DATA TO USE |

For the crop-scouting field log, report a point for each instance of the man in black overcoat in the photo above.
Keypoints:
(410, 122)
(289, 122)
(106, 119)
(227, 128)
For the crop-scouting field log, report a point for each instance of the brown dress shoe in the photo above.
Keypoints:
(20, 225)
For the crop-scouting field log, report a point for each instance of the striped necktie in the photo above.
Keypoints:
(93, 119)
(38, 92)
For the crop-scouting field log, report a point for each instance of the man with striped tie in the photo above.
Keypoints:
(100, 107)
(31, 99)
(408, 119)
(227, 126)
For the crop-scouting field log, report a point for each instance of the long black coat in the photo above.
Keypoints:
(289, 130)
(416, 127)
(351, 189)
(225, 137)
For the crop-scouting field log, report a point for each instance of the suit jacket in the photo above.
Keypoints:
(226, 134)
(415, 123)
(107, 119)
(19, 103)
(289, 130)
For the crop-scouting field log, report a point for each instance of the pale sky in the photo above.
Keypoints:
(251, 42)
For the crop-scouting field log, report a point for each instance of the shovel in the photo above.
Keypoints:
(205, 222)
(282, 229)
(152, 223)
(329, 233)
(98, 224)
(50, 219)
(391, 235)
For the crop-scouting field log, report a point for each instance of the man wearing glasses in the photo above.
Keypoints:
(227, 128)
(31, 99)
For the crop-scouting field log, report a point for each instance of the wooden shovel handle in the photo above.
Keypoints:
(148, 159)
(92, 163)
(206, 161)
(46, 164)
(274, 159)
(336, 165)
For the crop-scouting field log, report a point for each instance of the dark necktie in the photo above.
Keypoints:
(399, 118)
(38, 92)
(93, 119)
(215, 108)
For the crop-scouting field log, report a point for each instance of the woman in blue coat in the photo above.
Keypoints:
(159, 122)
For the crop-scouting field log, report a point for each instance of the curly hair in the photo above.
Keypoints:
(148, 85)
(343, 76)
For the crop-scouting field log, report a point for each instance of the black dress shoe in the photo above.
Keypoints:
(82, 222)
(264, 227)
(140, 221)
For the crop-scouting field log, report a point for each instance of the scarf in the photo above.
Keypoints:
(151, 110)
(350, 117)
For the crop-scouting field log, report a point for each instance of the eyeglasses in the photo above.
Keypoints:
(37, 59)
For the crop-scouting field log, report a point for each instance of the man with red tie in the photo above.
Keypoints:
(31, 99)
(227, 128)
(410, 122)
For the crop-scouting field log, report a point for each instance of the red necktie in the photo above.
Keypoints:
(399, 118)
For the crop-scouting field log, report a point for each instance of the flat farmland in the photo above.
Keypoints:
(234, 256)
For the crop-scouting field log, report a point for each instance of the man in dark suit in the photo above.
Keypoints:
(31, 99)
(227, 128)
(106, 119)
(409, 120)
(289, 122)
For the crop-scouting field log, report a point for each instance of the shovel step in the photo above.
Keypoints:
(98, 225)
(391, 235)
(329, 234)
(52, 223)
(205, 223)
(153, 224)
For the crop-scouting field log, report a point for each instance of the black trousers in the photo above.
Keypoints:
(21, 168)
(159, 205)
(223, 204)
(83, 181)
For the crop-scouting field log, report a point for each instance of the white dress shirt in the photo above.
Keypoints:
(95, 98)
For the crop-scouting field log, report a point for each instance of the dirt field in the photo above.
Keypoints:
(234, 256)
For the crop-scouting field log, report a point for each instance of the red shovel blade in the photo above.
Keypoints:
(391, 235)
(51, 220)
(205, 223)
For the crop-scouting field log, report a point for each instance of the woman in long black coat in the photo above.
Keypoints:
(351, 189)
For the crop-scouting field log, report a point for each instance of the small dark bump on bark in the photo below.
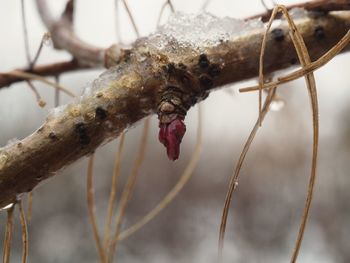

WHAT NEEDS TO BE DONE | Write out the material above without changing a word, and skip any picture.

YOUR SOLUTION |
For the crop-scouting field log, report a point for each instance of the man in black overcoat in the photo above.
Keypoints:
(410, 122)
(289, 122)
(106, 119)
(227, 128)
For the crop-scouting field log, report a point for each instance of the brown dress shoe in the photo above.
Keypoints:
(20, 225)
For the crop-scouting field log, report a point for each instance of the striped necktie in the photo above.
Keypoints:
(93, 119)
(38, 92)
For the crop-scouting field log, report a point for each instance of the man with striped tie in the photo above.
Keypoints:
(100, 107)
(31, 99)
(408, 119)
(227, 126)
For the crop-scouting field log, report a point for each instance of the long black coat in the photo above.
Keypoints:
(289, 130)
(416, 127)
(351, 189)
(225, 137)
For the crop-scouting field log, report a point for each instance of the suit jacket in the photo above.
Keypoints:
(226, 134)
(415, 123)
(107, 119)
(19, 103)
(289, 130)
For the crop-scouting field log, report a point for each instance of the pale sky in the photo above.
Keypoints:
(251, 42)
For the crop-scouting field log, report a point for each instance of the shovel in the photo above.
Keypoints:
(205, 222)
(282, 229)
(152, 223)
(329, 233)
(98, 224)
(50, 219)
(391, 235)
For the crop-scouting field log, report a point for each instance of the man wearing glasses in the photo above.
Keypoints:
(227, 128)
(31, 99)
For the crop-scouting field log, report a point for each instance of the wooden shovel handle in the photo above.
Keypoints:
(148, 159)
(92, 163)
(206, 161)
(46, 164)
(274, 159)
(336, 165)
For the crop-scouting field log, report a point for each instance of the dark necktie in the photo above.
Keypoints:
(399, 118)
(38, 92)
(93, 119)
(215, 108)
For the crop-scouting field log, report a point for each instance of the woman in blue coat in the photo above.
Keypoints:
(159, 122)
For the crop-scouting field log, report a point for each instance of the curly hair in the photo above.
Keypoints:
(148, 85)
(343, 76)
For the crop-scouting field log, report a point for each instance of the black dress shoe in the photo above.
Keypoints:
(82, 222)
(264, 227)
(140, 221)
For the crop-scouting field log, report a point for each instance of the scarf in the photo above.
Keypoints:
(151, 110)
(350, 117)
For the crop-scouting field log, report a point for each instance of the eyeglasses in the photo above.
Keypoints:
(37, 59)
For the crop-scouting field log, report a point for each instance of the man with red tie in the photo above.
Keypoints:
(31, 99)
(227, 128)
(410, 122)
For the crop-scouting field log, report a point for each instance of the red necktie in the photo above.
Keypoints:
(399, 118)
For the crop-scouting field log, report a point for each instance of the flat farmland in the photo above.
Keypoints:
(234, 256)
For the crop-scouting field log, report a point for each instance of the man in dark suit in the photo above.
Keypoints:
(31, 99)
(227, 128)
(106, 119)
(409, 120)
(289, 122)
For the crop-scouting field log, report a point for each instance of the shovel step in the photo above.
Keypoints:
(98, 225)
(391, 235)
(329, 234)
(52, 223)
(205, 223)
(153, 224)
For the crop-scouting field log, report a point for each instance of the black trousers in the photo above.
Keypoints:
(21, 168)
(159, 205)
(223, 204)
(83, 181)
For the crop-scouting field log, report a point for each instance of the white dress shirt in the photo above.
Keypoints:
(95, 98)
For the crop-scouting field log, report a point for each instance of the dirt field in the photo above.
Keypoints:
(234, 256)
For the crop-scouting field log, report a point for each instance of the red shovel blade in the photo above.
Keypoints:
(391, 235)
(51, 220)
(205, 223)
For the crop-scouting field log, report a point for each instance of the woman in long black coat in the photo above.
Keypoints:
(351, 189)
For the crop-scouting field log, report a point for each instance of the small dark bump on bark in the photo below.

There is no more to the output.